## Task requirements
Reproduce the items word for word, starting at the line that contains "the window with" and continuing through the last line of the items.

## Data lines
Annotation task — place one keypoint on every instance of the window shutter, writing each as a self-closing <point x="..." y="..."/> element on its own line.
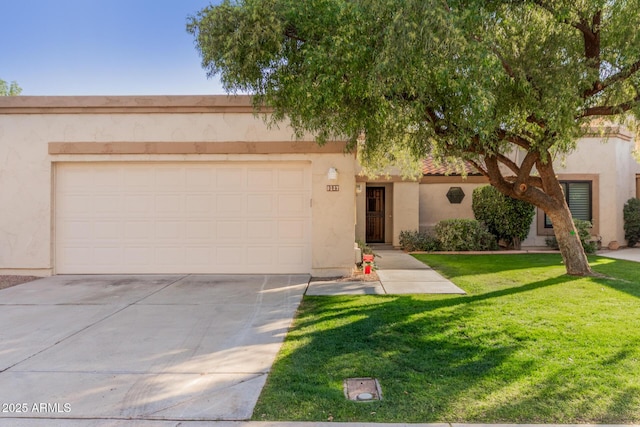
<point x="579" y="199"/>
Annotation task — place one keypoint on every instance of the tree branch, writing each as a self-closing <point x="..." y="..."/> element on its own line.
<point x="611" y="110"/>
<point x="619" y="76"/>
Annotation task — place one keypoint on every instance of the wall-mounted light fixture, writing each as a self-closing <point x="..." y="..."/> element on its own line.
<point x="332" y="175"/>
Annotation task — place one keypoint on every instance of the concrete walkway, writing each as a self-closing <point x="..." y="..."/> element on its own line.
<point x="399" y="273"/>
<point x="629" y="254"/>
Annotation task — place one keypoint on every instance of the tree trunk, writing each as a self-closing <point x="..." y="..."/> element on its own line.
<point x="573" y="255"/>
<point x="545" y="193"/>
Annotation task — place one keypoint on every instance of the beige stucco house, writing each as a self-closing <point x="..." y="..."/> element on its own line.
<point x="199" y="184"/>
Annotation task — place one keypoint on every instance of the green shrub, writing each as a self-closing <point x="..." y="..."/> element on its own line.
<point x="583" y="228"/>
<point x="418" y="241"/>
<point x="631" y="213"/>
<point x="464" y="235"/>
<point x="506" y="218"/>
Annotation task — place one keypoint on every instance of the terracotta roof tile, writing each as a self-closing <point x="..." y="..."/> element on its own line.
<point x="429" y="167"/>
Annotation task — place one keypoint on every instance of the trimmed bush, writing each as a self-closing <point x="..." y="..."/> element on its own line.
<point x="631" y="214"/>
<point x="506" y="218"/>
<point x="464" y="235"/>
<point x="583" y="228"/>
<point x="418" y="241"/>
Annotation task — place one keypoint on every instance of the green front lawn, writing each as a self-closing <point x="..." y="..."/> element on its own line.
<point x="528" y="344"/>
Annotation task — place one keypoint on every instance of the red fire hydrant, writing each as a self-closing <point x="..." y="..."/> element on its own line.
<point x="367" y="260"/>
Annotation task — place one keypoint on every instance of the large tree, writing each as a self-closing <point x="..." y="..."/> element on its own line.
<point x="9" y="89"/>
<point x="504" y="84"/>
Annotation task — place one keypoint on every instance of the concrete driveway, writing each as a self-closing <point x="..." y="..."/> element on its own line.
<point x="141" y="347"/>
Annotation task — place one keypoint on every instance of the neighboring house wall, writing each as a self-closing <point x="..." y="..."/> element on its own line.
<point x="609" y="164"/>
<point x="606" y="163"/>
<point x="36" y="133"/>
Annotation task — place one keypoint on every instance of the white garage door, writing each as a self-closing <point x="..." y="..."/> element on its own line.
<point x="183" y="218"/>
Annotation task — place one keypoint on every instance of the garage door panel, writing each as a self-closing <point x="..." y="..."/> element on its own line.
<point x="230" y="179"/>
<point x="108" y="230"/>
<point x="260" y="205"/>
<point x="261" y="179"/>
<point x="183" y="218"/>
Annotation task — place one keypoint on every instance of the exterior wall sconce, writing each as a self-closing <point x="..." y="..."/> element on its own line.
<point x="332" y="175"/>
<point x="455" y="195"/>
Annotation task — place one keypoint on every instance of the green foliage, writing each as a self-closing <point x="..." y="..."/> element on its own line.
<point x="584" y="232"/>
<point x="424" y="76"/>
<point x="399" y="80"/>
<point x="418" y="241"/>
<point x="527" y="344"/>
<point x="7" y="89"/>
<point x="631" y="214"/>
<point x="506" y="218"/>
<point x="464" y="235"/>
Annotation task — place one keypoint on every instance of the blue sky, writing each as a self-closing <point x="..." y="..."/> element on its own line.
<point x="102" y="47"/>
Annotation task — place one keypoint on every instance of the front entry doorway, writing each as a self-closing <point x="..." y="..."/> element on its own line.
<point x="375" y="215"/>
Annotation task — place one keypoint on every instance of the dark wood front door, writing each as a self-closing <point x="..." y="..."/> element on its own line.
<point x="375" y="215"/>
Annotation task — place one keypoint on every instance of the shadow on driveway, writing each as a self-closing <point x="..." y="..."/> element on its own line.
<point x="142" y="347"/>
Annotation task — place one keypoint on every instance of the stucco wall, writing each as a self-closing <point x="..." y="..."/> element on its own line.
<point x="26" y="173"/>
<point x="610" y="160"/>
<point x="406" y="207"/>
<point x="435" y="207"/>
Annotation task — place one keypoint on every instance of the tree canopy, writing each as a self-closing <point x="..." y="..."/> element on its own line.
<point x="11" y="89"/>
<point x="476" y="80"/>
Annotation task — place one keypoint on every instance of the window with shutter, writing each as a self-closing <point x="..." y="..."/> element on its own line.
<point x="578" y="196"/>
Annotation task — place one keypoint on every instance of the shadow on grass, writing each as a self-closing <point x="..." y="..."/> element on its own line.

## Solution to this problem
Annotation task — place one keypoint on every instance of the window with shutter, writing each as a self-closing <point x="..." y="..."/> element on its own line.
<point x="578" y="196"/>
Annotation task — place one keypoint on every instance of the shadow on grass, writing each as a self-closing <point x="..." y="..."/> element on its own line.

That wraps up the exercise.